_Directions_
**A.** Using the post on speeding up key lookup in Ristretto, decide whether each statement agrees with it: (i) keys and values are kept in one flat slice of []uint64; (ii) keys sit at the odd-numbered indices; (iii) the B-tree design belongs to the current version of the cache. Give yes or no for each, followed by the exact words from the post that settle it.
**B.** Resume the post on speeding up key lookup in Ristretto, starting right after its final sentence.

_Passage given_
[start]

Recently at work I optimized key-lookup for Ristretto, a caching library for Go, effectively doubling the lookup speed with one trick. This post walks you through what I did. The benchmarks and code can be found here.
Overview
Ristretto is a fast concurrent cache library in Go. In the upcoming version, the cache is B-tree based. In this, the keys and values are stored in one flat slice of []uint64
. Call this node
. The length of node
will always be a even number. The way the data is structured is such that even numbered indices starting from 0
are keys, and odd numbered indices are values. We can visualize it as such:
n := node{
0, 1,
2, 3,
4, 5,
1024, 241,
}
Here, 0
, 2
, 4
and 1024
are keys, indexed by n[0]
, n[2]
, n[4]
and n[6]
respectively.

[end]

_Data shown_
[start]

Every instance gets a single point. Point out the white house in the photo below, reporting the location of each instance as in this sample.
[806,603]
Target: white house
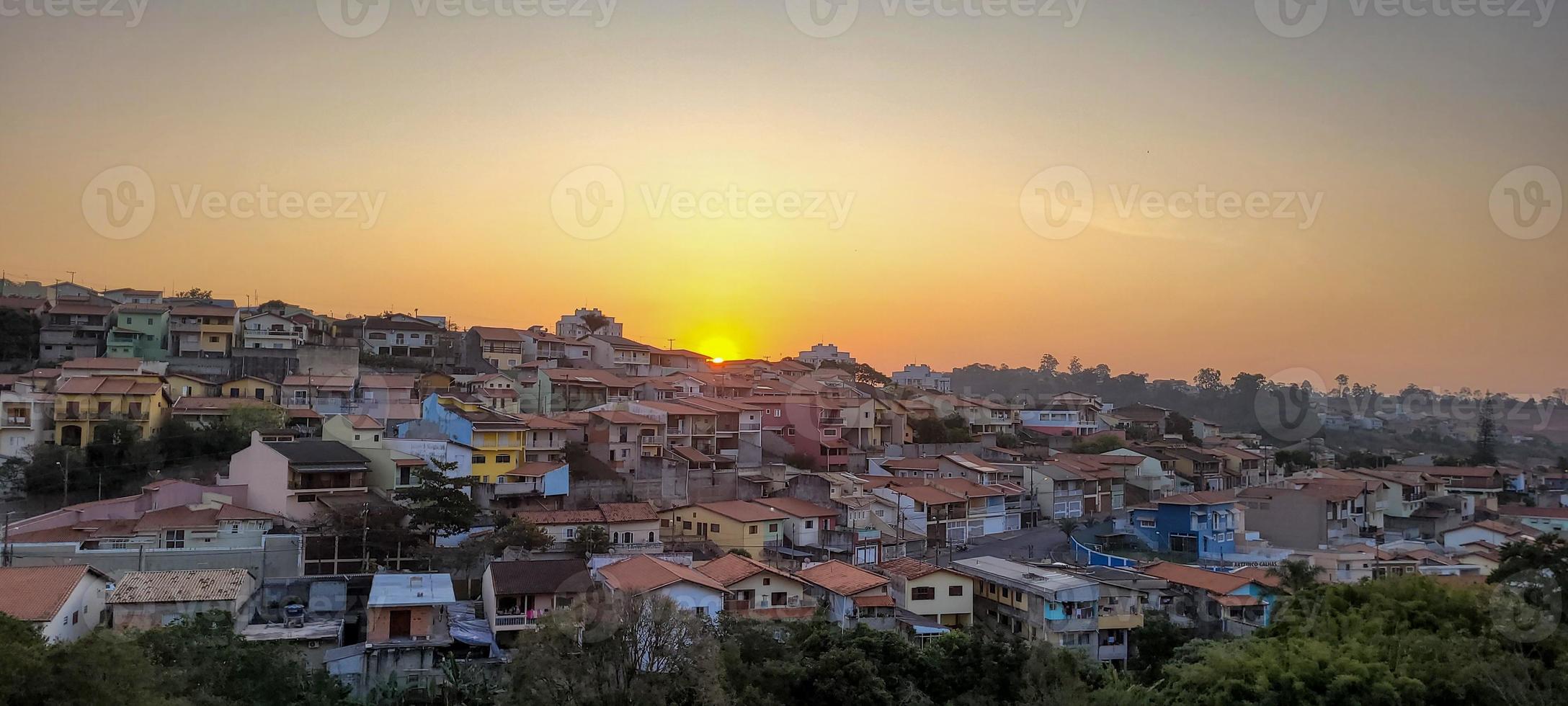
[63,603]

[end]

_Outputs in order_
**A.**
(i) Yes: "the keys and values are stored in one flat slice of []uint64"
(ii) No: "are keys, and odd numbered indices are values"
(iii) No: "In the upcoming version, the cache is B-tree based."

**B.**
The task is to find the index of a given key (or the index of a key that is larger than the given key) fast. So we want to write a function that has the following signature:
func Search(kvpairs []uint64, key uint64) int16
The default is a linear search function:
func Search(kvpairs []uint64, key uint64) int16 {
for i := 0; i < len(kvpairs); i+=2 {
if kvpairs[i] >= key {
return int16(i/2)
}
}
return int16(len(kvpairs)/2)
}
How could we improve this?
SIMD Part 1: SSE
One method is to use SIMD. I am no stranger to writing SIMD code in Go - in fact, a lot of Gorgonia’s functions are SIMD’d.
The main idea of SIMD is to reduce the number of instructions executed by the program. If the CPU can compare multiple values at the same time, then it would execute less code, making things faster.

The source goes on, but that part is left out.